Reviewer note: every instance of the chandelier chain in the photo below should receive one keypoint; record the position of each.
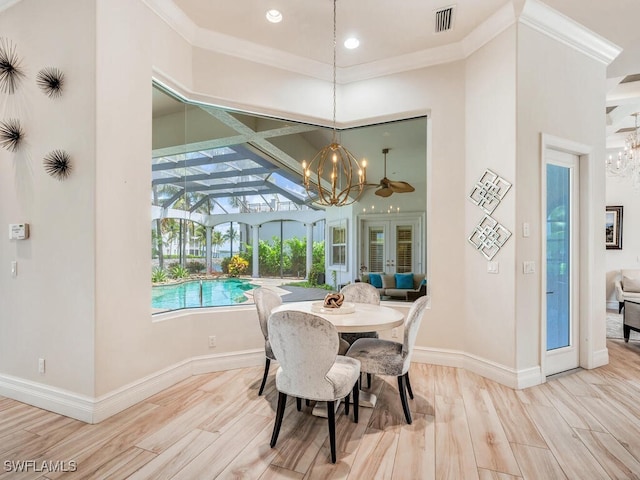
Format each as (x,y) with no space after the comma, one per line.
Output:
(335,43)
(334,177)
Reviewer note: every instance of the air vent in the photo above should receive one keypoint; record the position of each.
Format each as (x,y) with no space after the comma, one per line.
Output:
(444,19)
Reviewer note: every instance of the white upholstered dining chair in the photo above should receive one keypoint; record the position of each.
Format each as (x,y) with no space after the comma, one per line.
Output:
(266,300)
(306,347)
(385,357)
(360,292)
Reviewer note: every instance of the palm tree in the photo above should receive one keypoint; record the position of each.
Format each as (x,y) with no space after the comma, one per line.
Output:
(217,239)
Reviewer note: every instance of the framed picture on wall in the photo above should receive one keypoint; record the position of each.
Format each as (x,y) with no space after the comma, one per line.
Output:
(613,228)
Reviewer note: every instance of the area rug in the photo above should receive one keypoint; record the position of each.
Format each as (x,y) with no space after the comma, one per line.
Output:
(614,327)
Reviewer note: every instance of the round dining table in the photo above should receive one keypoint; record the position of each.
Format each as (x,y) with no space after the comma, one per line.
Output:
(350,318)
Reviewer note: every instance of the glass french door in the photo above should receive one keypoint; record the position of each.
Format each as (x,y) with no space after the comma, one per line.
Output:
(390,246)
(561,262)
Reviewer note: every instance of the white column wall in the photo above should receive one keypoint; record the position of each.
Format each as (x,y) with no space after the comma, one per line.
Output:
(561,92)
(47,311)
(491,143)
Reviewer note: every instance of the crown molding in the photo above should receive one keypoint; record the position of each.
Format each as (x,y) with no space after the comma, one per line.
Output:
(250,51)
(534,14)
(493,26)
(552,23)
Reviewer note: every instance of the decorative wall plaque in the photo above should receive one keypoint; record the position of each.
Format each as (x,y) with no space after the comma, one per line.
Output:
(489,236)
(489,191)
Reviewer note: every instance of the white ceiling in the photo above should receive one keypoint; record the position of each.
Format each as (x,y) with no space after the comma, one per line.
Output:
(390,31)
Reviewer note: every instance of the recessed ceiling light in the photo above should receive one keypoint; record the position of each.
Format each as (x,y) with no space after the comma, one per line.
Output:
(351,43)
(274,16)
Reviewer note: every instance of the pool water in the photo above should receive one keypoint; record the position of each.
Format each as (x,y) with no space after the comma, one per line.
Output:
(215,293)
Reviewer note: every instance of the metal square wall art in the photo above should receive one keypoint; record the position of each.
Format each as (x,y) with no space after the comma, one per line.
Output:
(489,236)
(489,191)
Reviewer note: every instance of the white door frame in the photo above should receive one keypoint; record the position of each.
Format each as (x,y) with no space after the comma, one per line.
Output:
(586,247)
(567,357)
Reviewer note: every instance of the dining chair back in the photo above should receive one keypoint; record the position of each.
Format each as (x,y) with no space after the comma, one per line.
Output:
(266,300)
(385,357)
(306,347)
(360,292)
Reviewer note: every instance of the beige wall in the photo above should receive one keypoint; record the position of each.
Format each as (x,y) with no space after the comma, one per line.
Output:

────────────────────

**Task details**. Repeat each entry precisely as it appears. Leave the pictures out.

**Task solution**.
Reviewer note: every instance of the chandelier chain in the photo below should receive one keypoint; record the position of each.
Format each as (x,y) with no space after the comma, one per line.
Output:
(335,43)
(334,177)
Reviewer note: every instance of the air vent in the photo above should receive one keypoint; record the position of each.
Format each as (x,y) with no space after the comma, one per line.
Output:
(444,19)
Reviewer note: every instance of the white upholstered dining chair in the photo above should receive one keypoint; record the position of each.
Format each as (x,y) with no space after the comma, one per line.
Output:
(266,300)
(306,347)
(385,357)
(360,292)
Reviewer note: every instance of the palm tree in the photo above should receive one keypoint; record the position of each.
Format each as (x,y) with no space after the comma, one per line.
Output:
(217,239)
Reviewer note: every instance of the framed picture on wall in the photo above should receive one keypoint; record the position of each.
Format each as (x,y) with no space after the comma, one per line.
Output:
(613,228)
Reviewer note: every instance of the area rug in the photo above should receive one keypoint; record the position of each.
Format each as (x,y) with no space after the comma, one per line.
Output:
(614,327)
Reviewer note: every instance of the round dining table in the photo above should receive one keypoint; record the position of each.
Format each as (x,y) with no space after the comma, one per line.
Output:
(350,318)
Reviewer note: every instance of the glass french door in the photo above should receive one keypoint; record the position of each.
Format each as (x,y) with no space after the comma, one per line.
Output:
(390,246)
(561,262)
Reviewer note: every instance of the white column wall in the photo above should receive one keypoint; record the position of each.
Format each as (x,y) with no space after the comma, one per line.
Output:
(561,92)
(47,311)
(491,143)
Reviewer note: every instance of the crown molding in the photo above should receive one keypoint; record the position of each.
Format each as (x,y) with no space after the comma, one per line.
Output:
(250,51)
(534,14)
(493,26)
(552,23)
Reviewer note: every instance of the decorative wall plaque in the photo above should receive one keypoint; record the position of each.
Format each as (x,y) with no space after the comma, one per line.
Output:
(489,236)
(489,191)
Reviewer note: every instance of the white ceiling in the photo above should receive one keypoint; record the position of each.
Format each as (x,y) with no space after the comma, one per line.
Output:
(390,31)
Reviewer note: every instance of the recessed ceiling light in the photo above should receive one keypoint; record the position of each.
Format each as (x,y) with no space after the comma, one per line.
Output:
(351,43)
(274,16)
Reviewer note: every instance of the pool water in the photo above should receive one keypoint; record the position of each.
Format each as (x,y) with no space after the comma, one per line.
Output:
(215,293)
Reviewer note: every instance of the metal square wall art in the photo above should receive one keypoint; record the position of each.
Format each as (x,y) with no space after the comma, one per line.
Output:
(489,236)
(489,191)
Reviewer note: every instance of the white door frame in the photo above should receive one keypoint; record the position of each.
Format each as (x,y) with no space after the comma, one per line.
Output:
(586,247)
(567,357)
Reviewer note: every instance of the dining chair back in the photo above should receive one keypoint; record the position of each.
Format each as (x,y) with no space after the comma, one per line.
Output:
(266,300)
(385,357)
(306,347)
(360,292)
Reviewer note: every instance of the beige wall in the photo above should receive one keypoint; record the position of each.
Format each as (x,y) with no space after the comma, one per line.
Output:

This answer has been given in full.